Supplied passage:
┌──
FSA vs HSA: Which One Actually Saves You More Money?
FSA vs HSA: Which One Actually Saves You More Money?
Both FSAs and HSAs let you pay for medical expenses with pre-tax dollars. But they work very differently — and choosing the wrong one can cost you hundreds of dollars a year. Here's what each account actually does and how to decide which one makes sense for your situation.
What an HSA Is
A Health Savings Account (HSA) is a tax-advantaged account you can use to pay for qualified medical expenses. To open one, you must be enrolled in a High-Deductible Health Plan (HDHP) — a specific type of insurance plan with a higher deductible and lower monthly premium than traditional coverage.
The HSA has a triple tax advantage that makes it one of the most powerful savings tools available:
- Contributions go in pre-tax (or are tax-deductible if you contribute directly)
- Money grows tax-free inside the account
- Withdrawals for qualified medical expenses are tax-free
For 2024, you can contribute up to $4,150 as an individual or $8,300 for a family. If you're 55 or older, you can add an extra $1,000 catch-up contribution.
└──
How to complete this task:
Reproduce the FSA vs HSA text between "Both FSAs and" and "than traditional coverage.", inclusive, substituting "healthcare costs" for "medical expenses".

Available data:
┌──
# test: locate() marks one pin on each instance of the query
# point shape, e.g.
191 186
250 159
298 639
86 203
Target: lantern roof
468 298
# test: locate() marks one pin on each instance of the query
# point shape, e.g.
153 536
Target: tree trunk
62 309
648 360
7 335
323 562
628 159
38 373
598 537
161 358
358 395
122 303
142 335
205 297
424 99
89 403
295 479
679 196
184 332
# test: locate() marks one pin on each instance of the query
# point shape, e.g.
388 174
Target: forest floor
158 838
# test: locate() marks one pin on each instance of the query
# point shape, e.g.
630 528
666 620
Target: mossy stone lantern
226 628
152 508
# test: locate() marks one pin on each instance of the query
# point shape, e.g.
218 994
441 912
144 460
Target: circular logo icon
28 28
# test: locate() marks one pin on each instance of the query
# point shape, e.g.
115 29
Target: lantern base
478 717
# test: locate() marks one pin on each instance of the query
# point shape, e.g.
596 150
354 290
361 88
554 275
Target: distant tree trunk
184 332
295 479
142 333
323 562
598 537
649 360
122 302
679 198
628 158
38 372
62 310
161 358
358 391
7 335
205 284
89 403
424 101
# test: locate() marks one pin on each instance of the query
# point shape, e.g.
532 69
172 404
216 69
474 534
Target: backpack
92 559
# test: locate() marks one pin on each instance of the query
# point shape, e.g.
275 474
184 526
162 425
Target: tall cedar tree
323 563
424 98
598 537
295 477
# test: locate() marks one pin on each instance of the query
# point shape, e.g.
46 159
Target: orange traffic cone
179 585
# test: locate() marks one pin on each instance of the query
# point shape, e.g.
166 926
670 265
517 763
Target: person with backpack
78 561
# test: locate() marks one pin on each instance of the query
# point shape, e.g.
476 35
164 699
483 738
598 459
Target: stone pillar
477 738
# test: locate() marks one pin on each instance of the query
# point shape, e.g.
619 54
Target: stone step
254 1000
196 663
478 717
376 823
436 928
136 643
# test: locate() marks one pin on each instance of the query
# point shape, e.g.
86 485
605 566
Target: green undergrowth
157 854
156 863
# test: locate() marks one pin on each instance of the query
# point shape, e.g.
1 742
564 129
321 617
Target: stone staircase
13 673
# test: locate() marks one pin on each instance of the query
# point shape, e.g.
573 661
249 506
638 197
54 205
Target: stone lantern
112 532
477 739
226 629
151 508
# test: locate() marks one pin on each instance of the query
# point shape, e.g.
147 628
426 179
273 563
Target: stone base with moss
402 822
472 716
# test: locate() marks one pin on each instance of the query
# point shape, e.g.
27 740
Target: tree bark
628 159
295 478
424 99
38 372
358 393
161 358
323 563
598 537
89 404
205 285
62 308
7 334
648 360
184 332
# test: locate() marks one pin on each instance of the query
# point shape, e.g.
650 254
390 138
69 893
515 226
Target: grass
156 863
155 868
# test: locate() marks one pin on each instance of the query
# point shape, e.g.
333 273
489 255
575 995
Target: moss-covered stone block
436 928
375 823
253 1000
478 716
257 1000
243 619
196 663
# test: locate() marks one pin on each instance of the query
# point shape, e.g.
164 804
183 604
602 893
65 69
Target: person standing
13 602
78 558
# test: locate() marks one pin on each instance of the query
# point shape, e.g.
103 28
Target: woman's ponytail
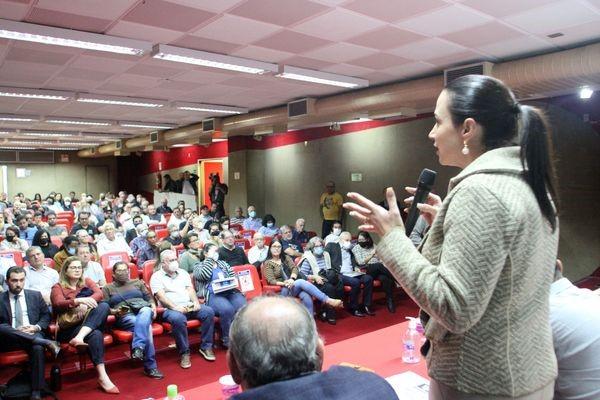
536 157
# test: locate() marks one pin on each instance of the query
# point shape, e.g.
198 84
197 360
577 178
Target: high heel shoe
111 390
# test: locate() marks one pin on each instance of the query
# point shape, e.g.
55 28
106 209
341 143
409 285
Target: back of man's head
273 339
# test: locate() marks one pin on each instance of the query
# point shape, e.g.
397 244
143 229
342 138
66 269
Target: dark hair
15 270
494 107
267 218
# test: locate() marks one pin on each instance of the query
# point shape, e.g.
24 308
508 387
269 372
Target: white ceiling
378 40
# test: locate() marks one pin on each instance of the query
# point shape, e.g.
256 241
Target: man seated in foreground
275 352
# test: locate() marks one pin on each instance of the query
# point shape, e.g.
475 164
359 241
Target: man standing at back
330 207
275 353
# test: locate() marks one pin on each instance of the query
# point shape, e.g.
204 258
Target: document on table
410 386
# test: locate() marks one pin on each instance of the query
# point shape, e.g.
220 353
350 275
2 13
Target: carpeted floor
133 384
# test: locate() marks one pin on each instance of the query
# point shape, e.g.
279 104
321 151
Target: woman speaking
483 275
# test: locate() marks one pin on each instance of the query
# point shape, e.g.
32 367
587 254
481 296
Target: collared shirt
576 331
23 308
175 288
41 280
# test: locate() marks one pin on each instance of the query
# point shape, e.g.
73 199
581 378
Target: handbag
76 315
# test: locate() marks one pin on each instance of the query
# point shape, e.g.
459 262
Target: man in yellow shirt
330 207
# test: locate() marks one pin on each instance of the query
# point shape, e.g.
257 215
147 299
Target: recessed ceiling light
212 60
71 38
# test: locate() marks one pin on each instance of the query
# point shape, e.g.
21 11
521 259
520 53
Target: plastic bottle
410 341
172 393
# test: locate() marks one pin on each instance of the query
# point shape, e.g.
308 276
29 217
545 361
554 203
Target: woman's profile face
└──
Solution for this problem:
Both FSAs and HSAs let you pay for healthcare costs with pre-tax dollars. But they work very differently — and choosing the wrong one can cost you hundreds of dollars a year. Here's what each account actually does and how to decide which one makes sense for your situation.
What an HSA Is
A Health Savings Account (HSA) is a tax-advantaged account you can use to pay for qualified healthcare costs. To open one, you must be enrolled in a High-Deductible Health Plan (HDHP) — a specific type of insurance plan with a higher deductible and lower monthly premium than traditional coverage.